**WHAT THE TASK ASKS:**
Reproduce verbatim every line from the one containing "Please complete this annotation. The target class is forest." down to the end of the entries, inclusive of both ends.
* start EXCERPTED DATA *
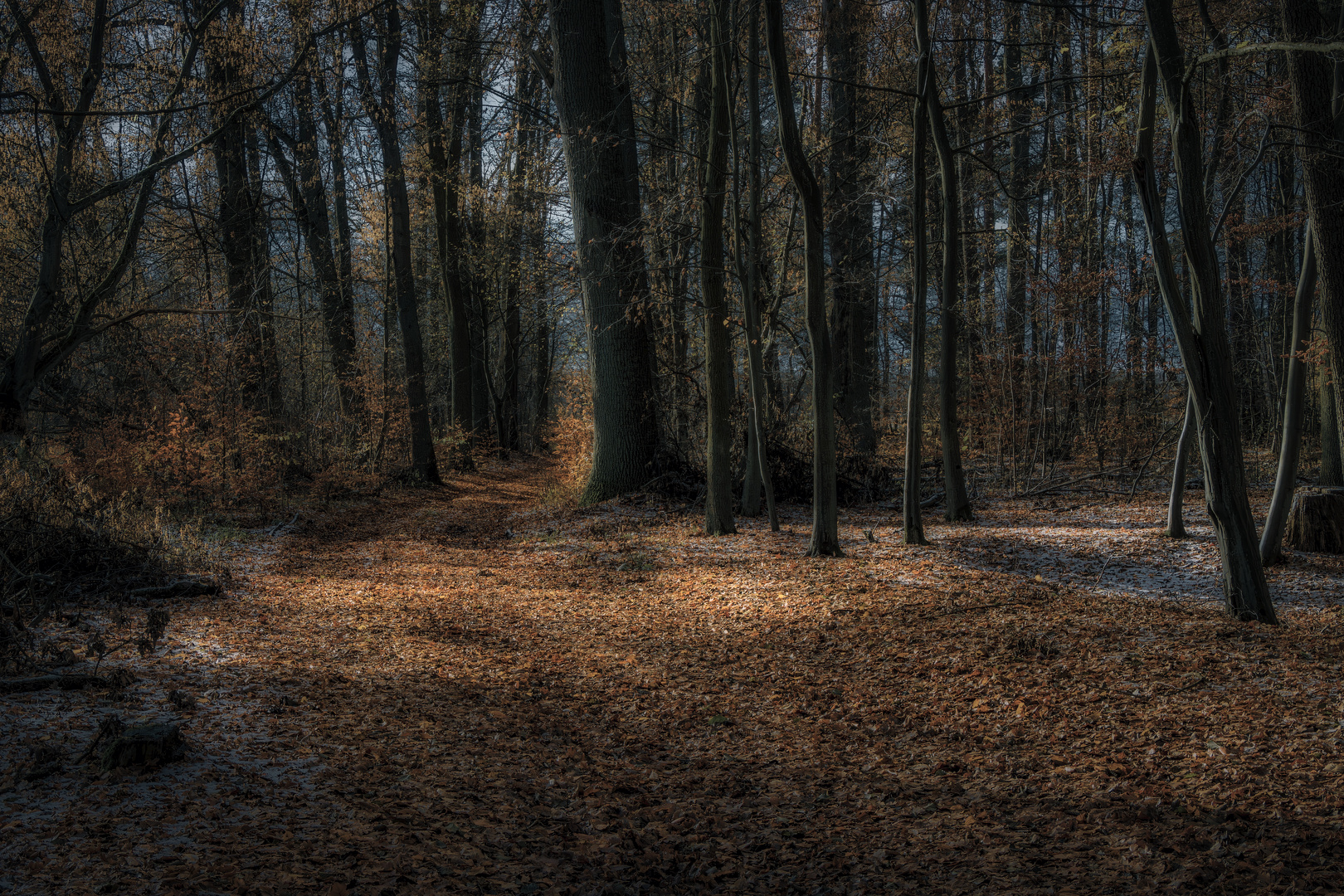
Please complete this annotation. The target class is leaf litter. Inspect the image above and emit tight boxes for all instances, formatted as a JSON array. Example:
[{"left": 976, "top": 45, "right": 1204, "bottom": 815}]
[{"left": 0, "top": 462, "right": 1344, "bottom": 896}]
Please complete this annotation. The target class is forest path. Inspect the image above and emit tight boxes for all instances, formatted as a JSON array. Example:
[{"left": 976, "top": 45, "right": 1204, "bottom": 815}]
[{"left": 0, "top": 460, "right": 1344, "bottom": 896}]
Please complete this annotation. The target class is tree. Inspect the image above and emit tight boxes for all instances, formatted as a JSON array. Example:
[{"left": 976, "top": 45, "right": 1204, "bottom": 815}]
[
  {"left": 0, "top": 0, "right": 220, "bottom": 442},
  {"left": 1133, "top": 19, "right": 1278, "bottom": 623},
  {"left": 1278, "top": 0, "right": 1344, "bottom": 475},
  {"left": 902, "top": 46, "right": 930, "bottom": 544},
  {"left": 915, "top": 0, "right": 973, "bottom": 523},
  {"left": 550, "top": 0, "right": 659, "bottom": 504},
  {"left": 700, "top": 0, "right": 737, "bottom": 534},
  {"left": 765, "top": 0, "right": 844, "bottom": 556},
  {"left": 1261, "top": 227, "right": 1316, "bottom": 566},
  {"left": 351, "top": 4, "right": 441, "bottom": 482}
]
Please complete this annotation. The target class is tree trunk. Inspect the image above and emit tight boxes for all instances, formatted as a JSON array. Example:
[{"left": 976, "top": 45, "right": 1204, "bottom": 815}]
[
  {"left": 765, "top": 0, "right": 844, "bottom": 556},
  {"left": 550, "top": 0, "right": 659, "bottom": 504},
  {"left": 419, "top": 2, "right": 480, "bottom": 470},
  {"left": 1261, "top": 227, "right": 1316, "bottom": 566},
  {"left": 1134, "top": 19, "right": 1278, "bottom": 623},
  {"left": 1004, "top": 2, "right": 1031, "bottom": 415},
  {"left": 1166, "top": 390, "right": 1196, "bottom": 538},
  {"left": 1316, "top": 381, "right": 1344, "bottom": 486},
  {"left": 915, "top": 0, "right": 975, "bottom": 523},
  {"left": 824, "top": 0, "right": 878, "bottom": 457},
  {"left": 1278, "top": 0, "right": 1344, "bottom": 475},
  {"left": 1283, "top": 489, "right": 1344, "bottom": 553},
  {"left": 351, "top": 5, "right": 441, "bottom": 482},
  {"left": 700, "top": 0, "right": 737, "bottom": 534},
  {"left": 902, "top": 52, "right": 928, "bottom": 544},
  {"left": 742, "top": 0, "right": 780, "bottom": 532}
]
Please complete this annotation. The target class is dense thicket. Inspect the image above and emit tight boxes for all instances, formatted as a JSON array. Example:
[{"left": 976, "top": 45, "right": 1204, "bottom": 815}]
[{"left": 0, "top": 0, "right": 1344, "bottom": 618}]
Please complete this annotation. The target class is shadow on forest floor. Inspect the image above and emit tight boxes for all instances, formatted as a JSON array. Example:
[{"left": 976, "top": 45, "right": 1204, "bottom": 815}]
[{"left": 0, "top": 460, "right": 1344, "bottom": 896}]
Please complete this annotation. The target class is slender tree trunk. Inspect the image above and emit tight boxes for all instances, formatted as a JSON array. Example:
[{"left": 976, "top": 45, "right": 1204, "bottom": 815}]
[
  {"left": 550, "top": 0, "right": 659, "bottom": 504},
  {"left": 765, "top": 0, "right": 844, "bottom": 556},
  {"left": 822, "top": 0, "right": 878, "bottom": 457},
  {"left": 915, "top": 0, "right": 975, "bottom": 523},
  {"left": 1261, "top": 227, "right": 1316, "bottom": 566},
  {"left": 419, "top": 2, "right": 480, "bottom": 470},
  {"left": 902, "top": 52, "right": 928, "bottom": 544},
  {"left": 1004, "top": 0, "right": 1031, "bottom": 405},
  {"left": 1316, "top": 381, "right": 1344, "bottom": 486},
  {"left": 1134, "top": 17, "right": 1278, "bottom": 623},
  {"left": 742, "top": 0, "right": 780, "bottom": 532},
  {"left": 1278, "top": 0, "right": 1344, "bottom": 480},
  {"left": 1166, "top": 390, "right": 1199, "bottom": 538},
  {"left": 700, "top": 0, "right": 737, "bottom": 534}
]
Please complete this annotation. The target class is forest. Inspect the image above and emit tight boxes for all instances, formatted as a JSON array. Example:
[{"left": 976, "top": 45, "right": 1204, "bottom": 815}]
[{"left": 0, "top": 0, "right": 1344, "bottom": 896}]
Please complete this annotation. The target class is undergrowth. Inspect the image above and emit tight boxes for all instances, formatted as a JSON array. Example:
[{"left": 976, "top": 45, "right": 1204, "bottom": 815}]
[{"left": 0, "top": 457, "right": 227, "bottom": 673}]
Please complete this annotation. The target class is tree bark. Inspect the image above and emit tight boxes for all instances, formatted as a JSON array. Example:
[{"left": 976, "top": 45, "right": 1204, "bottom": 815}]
* end EXCERPTED DATA *
**ANSWER FOR THIS EXERCISE:**
Please complete this annotation. The target class is forest. Inspect the image above and emit tight boxes for all instances, formatted as a JSON array. Example:
[{"left": 976, "top": 45, "right": 1204, "bottom": 815}]
[{"left": 0, "top": 0, "right": 1344, "bottom": 896}]
Please complete this annotation. The target class is undergrowth. Inspect the image above and emit tight boxes for all instances, formatted as a JSON array. Example:
[{"left": 976, "top": 45, "right": 1204, "bottom": 815}]
[{"left": 0, "top": 457, "right": 227, "bottom": 673}]
Please complete this annotation. The target class is tree bark. Inspect the image above and emit tight boxes for all instances, formatted as a JSON array. Example:
[{"left": 976, "top": 45, "right": 1204, "bottom": 815}]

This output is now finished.